▶ [STATED EXERCISE] Rewrite all of the records below as a numbered list, skipping any blank lines. Leave the pictures out of your answer.

[Excerpts from point annotation data]

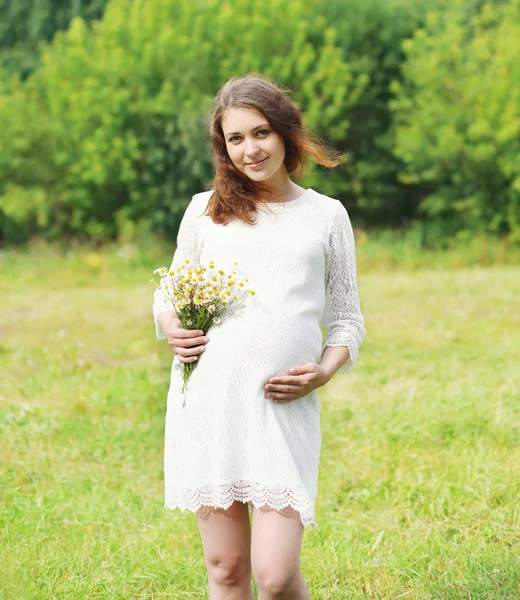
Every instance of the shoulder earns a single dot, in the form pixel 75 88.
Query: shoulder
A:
pixel 331 207
pixel 198 203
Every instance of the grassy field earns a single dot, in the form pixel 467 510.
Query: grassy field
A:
pixel 419 483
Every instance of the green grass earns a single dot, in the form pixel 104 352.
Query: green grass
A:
pixel 419 489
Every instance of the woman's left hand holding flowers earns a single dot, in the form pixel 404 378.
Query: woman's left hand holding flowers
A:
pixel 301 381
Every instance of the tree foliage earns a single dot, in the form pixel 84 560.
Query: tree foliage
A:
pixel 113 125
pixel 457 118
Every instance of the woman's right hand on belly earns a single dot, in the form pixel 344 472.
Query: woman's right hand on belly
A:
pixel 187 344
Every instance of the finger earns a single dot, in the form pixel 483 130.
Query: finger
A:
pixel 191 351
pixel 284 400
pixel 187 359
pixel 282 388
pixel 285 380
pixel 283 396
pixel 193 341
pixel 188 333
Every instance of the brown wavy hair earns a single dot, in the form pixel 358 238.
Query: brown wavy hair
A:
pixel 235 195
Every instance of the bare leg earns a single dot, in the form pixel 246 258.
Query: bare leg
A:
pixel 226 539
pixel 275 554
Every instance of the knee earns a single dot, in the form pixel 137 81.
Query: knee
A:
pixel 228 571
pixel 275 582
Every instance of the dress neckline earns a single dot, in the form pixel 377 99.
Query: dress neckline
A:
pixel 290 201
pixel 277 208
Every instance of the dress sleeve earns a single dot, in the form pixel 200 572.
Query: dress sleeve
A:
pixel 187 247
pixel 342 315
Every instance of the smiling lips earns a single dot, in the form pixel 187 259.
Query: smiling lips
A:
pixel 257 164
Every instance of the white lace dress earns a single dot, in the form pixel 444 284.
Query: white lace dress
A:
pixel 229 442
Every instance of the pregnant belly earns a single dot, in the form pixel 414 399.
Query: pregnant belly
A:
pixel 260 344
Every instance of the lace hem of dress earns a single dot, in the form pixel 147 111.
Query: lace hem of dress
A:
pixel 223 496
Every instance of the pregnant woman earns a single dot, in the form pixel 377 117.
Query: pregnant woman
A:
pixel 242 453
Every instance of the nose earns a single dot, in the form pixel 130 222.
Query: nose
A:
pixel 251 148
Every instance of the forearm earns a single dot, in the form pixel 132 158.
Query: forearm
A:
pixel 168 319
pixel 332 358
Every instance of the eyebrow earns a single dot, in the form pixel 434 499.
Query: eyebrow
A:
pixel 254 129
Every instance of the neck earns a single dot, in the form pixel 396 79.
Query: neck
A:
pixel 283 188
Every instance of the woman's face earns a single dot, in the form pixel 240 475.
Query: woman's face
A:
pixel 253 146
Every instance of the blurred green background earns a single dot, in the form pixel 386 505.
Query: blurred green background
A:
pixel 103 141
pixel 104 105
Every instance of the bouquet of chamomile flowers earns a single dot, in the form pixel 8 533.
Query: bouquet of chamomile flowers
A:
pixel 200 295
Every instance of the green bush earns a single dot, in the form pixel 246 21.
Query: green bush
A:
pixel 27 24
pixel 114 121
pixel 457 118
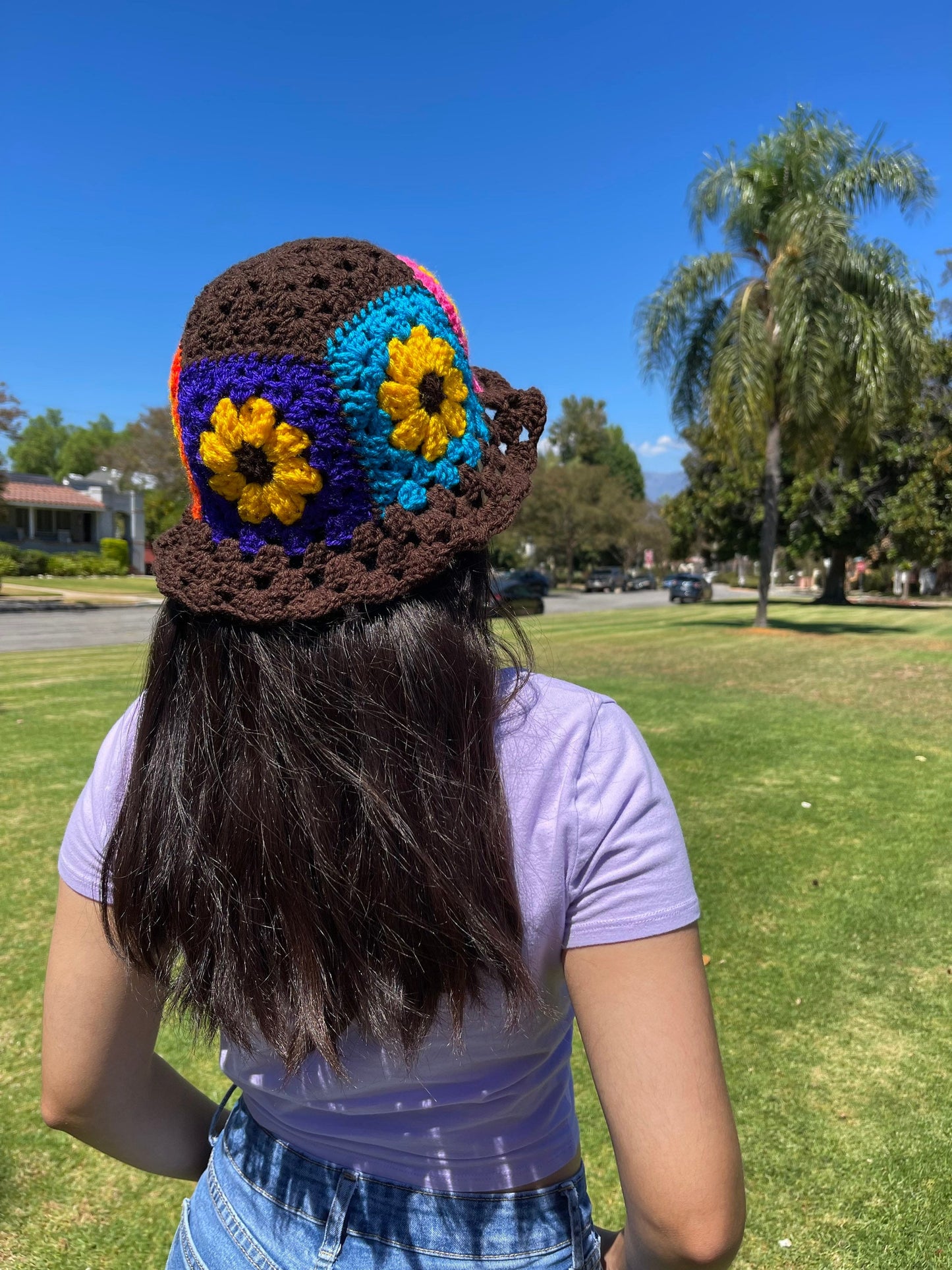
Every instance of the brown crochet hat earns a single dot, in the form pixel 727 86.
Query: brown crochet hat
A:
pixel 338 445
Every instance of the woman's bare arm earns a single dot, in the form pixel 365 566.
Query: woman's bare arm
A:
pixel 103 1081
pixel 645 1018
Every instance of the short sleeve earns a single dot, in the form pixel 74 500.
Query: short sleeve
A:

▶ [SOLUTION FOR THIS EXERCISE]
1. Every instance of the shoulder earns a single dot, in the form pixel 75 88.
2. Query: shoulder
3. A:
4. pixel 331 207
5. pixel 198 203
6. Every instance of the grassy field earns a single dot, in the form pixel 467 510.
7. Query: grassy field
8. A:
9. pixel 419 483
10. Every instance of the green grass earns a single dot, in the form pixel 104 352.
11. Query: green grass
12. A:
13. pixel 419 489
14. Every instance of the woman's left hand holding flowers earns a single dot, in the form pixel 404 378.
15. Query: woman's left hand holding flowers
16. A:
17. pixel 301 381
18. Every instance of the tree foliage earns a single dot, in the form pixel 84 560.
19. Query: tree foliage
20. A:
21. pixel 113 125
22. pixel 457 118
23. Every instance of the woman's right hand on belly earns a single dot, in the form pixel 344 472.
24. Query: woman's right hand on belly
25. A:
26. pixel 187 344
27. Every instance of the finger earns a single dot, in the form pixel 483 130.
28. Query: finger
29. A:
30. pixel 191 351
31. pixel 284 400
32. pixel 187 359
33. pixel 282 388
34. pixel 285 380
35. pixel 283 396
36. pixel 193 341
37. pixel 188 333
38. Every instance of the brown wavy hair earns a single dot, in the form pixel 358 238.
39. Query: brown wavy hair
40. A:
41. pixel 235 195
42. Every instance of the bare leg earns a single dot, in the form pixel 246 258.
43. Query: bare leg
44. A:
45. pixel 226 539
46. pixel 275 554
47. Every instance of the knee earns a single dot, in the form pixel 137 81.
48. Query: knee
49. A:
50. pixel 228 571
51. pixel 275 582
52. Every instance of the dress neckline earns a single dot, in the form pixel 377 99.
53. Query: dress neckline
54. A:
55. pixel 290 201
56. pixel 277 208
57. Every instance of the dress sleeve earns a single dot, in the form pixel 200 572.
58. Query: dress sleeve
59. A:
60. pixel 187 247
61. pixel 342 315
62. Every instance of the smiling lips earns a single dot, in the form pixel 187 259.
63. Query: smiling lips
64. A:
65. pixel 257 164
66. Every instance of the white lace dress earns a single dot, in the form pixel 444 284.
67. Query: white lace dress
68. A:
69. pixel 229 442
70. Every instance of the pregnant belly earns a single dot, in the form pixel 414 399.
71. Query: pregnant belly
72. A:
73. pixel 260 344
74. Every instance of the lace hem of dress earns a single dot, in the form pixel 147 111.
75. Query: lace hem of dress
76. A:
77. pixel 223 496
78. Every instance of the pregnant woman earns a single dot, in the form pixel 377 117.
79. Query: pregnant woman
80. A:
81. pixel 242 453
82. Every instance of the nose earns a single dot, in the form pixel 130 222.
83. Query: nose
84. A:
85. pixel 251 148
86. Every instance of the forearm earns a single dot, in the form pixel 132 158.
87. Query: forearm
88. A:
89. pixel 168 319
90. pixel 332 358
91. Every instance of the eyebrow earns a single dot, in the form pixel 434 499.
92. Query: eyebrow
93. A:
94. pixel 254 129
95. Every instance of the neck earns a single dot, in the form pixel 396 79.
96. Query: neck
97. A:
98. pixel 283 188
99. Every instance of the woman's face earns a single dot, in the form pixel 240 475.
100. Query: woman's face
101. A:
102. pixel 253 146
103. Every instance of the blurred green background earns a single dot, in the form pixel 386 505.
104. Query: blurred green background
105. A:
106. pixel 103 141
107. pixel 104 105
108. Every instance of the bouquet of chamomile flowers earns a single dot, in the form pixel 8 533.
109. Query: bouquet of chamomile flowers
110. A:
111. pixel 200 295
112. Every instance of the green bush earns a single dot, in the form pixel 246 21.
113. Query: green bush
114. A:
115. pixel 27 24
116. pixel 114 121
117. pixel 457 118
118. Every instance of the brown crochet hat earns a single dot, in the form pixel 727 86.
119. Query: brown crochet hat
120. A:
121. pixel 338 445
122. Every instance of the woman's bare arm earns a single dot, in the form pixel 365 566.
123. Query: woman's bare arm
124. A:
125. pixel 103 1081
126. pixel 645 1018
127. Every instance of the short sleeve earns a single dot, in the form pixel 74 500.
128. Query: short sleeve
129. A:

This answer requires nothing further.